#### Exercise aim:
In the items below, rewrite the stretch from the line containing "like x=368, y=113." through the line containing "x=516, y=180", replacing "boy" with "child" and leaving everything else as it is.
+++ Stored records +++
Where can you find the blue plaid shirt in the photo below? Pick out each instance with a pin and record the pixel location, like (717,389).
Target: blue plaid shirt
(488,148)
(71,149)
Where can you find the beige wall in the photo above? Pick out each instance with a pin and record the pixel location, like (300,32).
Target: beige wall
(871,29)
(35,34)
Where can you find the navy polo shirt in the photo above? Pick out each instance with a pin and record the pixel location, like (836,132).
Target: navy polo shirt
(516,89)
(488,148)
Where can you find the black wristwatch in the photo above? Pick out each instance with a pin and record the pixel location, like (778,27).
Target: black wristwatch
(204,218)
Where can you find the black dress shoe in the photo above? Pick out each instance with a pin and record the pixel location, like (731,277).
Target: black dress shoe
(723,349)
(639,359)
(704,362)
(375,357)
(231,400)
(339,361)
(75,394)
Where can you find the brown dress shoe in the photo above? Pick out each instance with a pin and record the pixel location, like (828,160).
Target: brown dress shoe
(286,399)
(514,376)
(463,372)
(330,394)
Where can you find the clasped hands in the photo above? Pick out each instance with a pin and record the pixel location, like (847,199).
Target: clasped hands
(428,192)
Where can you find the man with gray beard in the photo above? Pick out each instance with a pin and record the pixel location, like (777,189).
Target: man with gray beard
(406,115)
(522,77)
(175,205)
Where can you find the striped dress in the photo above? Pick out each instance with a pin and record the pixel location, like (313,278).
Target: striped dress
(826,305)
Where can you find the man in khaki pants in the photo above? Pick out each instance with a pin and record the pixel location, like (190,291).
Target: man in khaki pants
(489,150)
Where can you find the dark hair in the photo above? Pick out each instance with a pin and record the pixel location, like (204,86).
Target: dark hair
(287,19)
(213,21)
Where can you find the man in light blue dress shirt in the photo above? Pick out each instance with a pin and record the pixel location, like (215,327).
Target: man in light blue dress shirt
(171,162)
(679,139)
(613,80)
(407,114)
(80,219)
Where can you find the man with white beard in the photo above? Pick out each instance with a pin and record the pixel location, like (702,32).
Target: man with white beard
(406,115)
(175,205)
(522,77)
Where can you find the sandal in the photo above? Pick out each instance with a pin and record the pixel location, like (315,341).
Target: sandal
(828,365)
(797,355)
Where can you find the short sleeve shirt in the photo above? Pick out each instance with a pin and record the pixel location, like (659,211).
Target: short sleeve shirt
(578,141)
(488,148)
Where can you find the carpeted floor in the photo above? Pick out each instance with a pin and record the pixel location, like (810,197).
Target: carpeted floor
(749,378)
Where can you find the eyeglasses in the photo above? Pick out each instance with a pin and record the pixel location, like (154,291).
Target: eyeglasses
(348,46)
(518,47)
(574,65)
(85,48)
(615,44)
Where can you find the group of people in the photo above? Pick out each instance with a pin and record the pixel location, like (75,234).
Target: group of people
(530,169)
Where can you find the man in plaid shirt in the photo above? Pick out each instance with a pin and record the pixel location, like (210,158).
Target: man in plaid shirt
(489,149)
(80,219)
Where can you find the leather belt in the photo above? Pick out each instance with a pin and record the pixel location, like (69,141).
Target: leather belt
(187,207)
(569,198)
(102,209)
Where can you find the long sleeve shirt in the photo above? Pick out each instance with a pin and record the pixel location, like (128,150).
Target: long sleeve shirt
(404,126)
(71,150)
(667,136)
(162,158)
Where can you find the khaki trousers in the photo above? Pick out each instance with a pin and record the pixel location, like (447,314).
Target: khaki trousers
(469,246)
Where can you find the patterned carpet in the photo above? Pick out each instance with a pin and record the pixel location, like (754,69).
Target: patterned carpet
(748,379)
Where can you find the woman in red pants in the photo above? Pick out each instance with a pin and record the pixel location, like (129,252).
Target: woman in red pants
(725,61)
+++
+++ Stored records +++
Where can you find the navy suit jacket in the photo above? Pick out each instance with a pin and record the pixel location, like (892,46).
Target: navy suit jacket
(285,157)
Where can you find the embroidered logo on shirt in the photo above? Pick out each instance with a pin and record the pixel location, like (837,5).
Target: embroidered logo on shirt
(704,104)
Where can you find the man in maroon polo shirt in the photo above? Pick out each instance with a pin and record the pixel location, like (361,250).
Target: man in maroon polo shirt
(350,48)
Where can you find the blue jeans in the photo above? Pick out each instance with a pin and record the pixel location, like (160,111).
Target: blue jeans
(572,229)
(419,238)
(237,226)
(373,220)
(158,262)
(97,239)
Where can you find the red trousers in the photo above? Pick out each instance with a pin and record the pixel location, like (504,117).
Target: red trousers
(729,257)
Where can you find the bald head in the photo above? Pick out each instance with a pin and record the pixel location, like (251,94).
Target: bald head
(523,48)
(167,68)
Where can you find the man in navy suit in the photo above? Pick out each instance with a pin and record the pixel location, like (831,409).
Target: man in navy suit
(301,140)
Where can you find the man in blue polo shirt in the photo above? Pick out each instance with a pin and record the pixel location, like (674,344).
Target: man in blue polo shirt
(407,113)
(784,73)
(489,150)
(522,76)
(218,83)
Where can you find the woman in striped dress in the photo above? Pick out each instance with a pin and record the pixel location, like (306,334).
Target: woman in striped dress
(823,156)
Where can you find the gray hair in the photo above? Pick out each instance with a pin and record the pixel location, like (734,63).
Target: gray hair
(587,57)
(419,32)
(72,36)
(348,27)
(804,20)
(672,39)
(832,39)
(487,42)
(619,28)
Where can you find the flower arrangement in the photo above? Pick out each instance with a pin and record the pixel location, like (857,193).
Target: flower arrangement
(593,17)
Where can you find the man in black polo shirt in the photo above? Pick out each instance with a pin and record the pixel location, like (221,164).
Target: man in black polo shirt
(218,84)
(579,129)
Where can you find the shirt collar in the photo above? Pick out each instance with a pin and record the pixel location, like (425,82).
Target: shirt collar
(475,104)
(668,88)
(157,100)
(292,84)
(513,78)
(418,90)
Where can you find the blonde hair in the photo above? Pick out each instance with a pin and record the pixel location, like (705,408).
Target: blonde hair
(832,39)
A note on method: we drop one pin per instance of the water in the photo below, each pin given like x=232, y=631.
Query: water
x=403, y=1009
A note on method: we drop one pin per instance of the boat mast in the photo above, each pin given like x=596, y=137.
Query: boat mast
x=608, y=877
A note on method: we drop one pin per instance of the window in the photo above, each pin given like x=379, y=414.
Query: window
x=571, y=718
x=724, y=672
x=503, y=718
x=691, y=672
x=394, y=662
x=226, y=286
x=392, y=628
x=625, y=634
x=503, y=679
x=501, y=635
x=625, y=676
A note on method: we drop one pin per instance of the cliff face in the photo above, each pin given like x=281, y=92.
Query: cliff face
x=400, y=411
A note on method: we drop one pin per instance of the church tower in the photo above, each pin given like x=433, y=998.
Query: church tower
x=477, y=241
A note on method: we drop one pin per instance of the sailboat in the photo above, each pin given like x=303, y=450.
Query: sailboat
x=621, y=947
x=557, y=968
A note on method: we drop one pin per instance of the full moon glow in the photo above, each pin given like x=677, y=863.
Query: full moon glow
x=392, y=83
+++
+++ Stored records +++
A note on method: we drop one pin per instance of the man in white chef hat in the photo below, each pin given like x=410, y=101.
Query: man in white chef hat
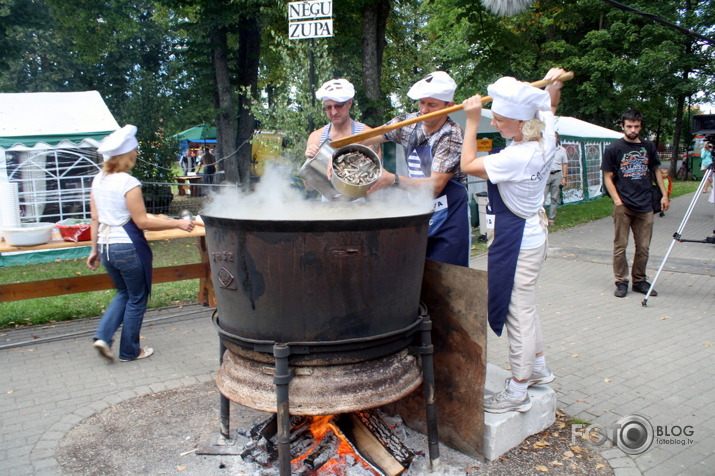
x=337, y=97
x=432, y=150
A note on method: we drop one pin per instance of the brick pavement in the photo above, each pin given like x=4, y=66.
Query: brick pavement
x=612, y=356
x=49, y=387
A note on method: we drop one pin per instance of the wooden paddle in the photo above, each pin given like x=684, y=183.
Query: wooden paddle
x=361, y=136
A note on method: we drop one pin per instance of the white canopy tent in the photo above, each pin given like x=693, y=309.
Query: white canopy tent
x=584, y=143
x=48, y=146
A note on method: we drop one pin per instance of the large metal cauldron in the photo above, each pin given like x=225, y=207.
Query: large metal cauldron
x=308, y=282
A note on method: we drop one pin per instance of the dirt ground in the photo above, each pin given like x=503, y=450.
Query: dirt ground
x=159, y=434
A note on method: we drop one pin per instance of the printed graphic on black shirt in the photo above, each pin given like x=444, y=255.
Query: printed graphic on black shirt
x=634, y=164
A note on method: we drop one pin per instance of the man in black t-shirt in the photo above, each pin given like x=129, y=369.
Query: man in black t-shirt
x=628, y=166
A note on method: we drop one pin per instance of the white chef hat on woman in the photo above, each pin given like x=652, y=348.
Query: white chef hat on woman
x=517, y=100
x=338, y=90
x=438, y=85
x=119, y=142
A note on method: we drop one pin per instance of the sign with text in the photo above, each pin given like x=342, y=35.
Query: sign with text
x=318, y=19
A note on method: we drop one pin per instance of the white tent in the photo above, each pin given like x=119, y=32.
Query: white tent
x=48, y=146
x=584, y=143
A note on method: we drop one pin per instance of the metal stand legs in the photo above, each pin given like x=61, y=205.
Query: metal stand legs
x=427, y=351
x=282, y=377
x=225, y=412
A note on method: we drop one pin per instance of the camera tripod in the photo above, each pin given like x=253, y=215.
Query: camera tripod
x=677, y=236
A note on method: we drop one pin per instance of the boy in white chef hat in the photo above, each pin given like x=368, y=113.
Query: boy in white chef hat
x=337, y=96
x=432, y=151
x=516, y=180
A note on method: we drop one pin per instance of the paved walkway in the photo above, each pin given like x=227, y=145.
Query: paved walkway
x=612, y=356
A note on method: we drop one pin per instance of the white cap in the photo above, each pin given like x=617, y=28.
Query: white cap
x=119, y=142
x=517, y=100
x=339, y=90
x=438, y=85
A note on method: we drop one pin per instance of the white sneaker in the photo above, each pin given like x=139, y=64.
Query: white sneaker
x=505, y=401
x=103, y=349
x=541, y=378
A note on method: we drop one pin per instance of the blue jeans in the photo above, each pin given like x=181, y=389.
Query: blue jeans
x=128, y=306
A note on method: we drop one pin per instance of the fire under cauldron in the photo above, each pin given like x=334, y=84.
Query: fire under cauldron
+++
#### Output:
A note on method: we drop one pin per instance of the child in white chef hat in the photo above, each pin given like x=368, y=113.
Query: child in white chef hat
x=337, y=96
x=432, y=151
x=516, y=180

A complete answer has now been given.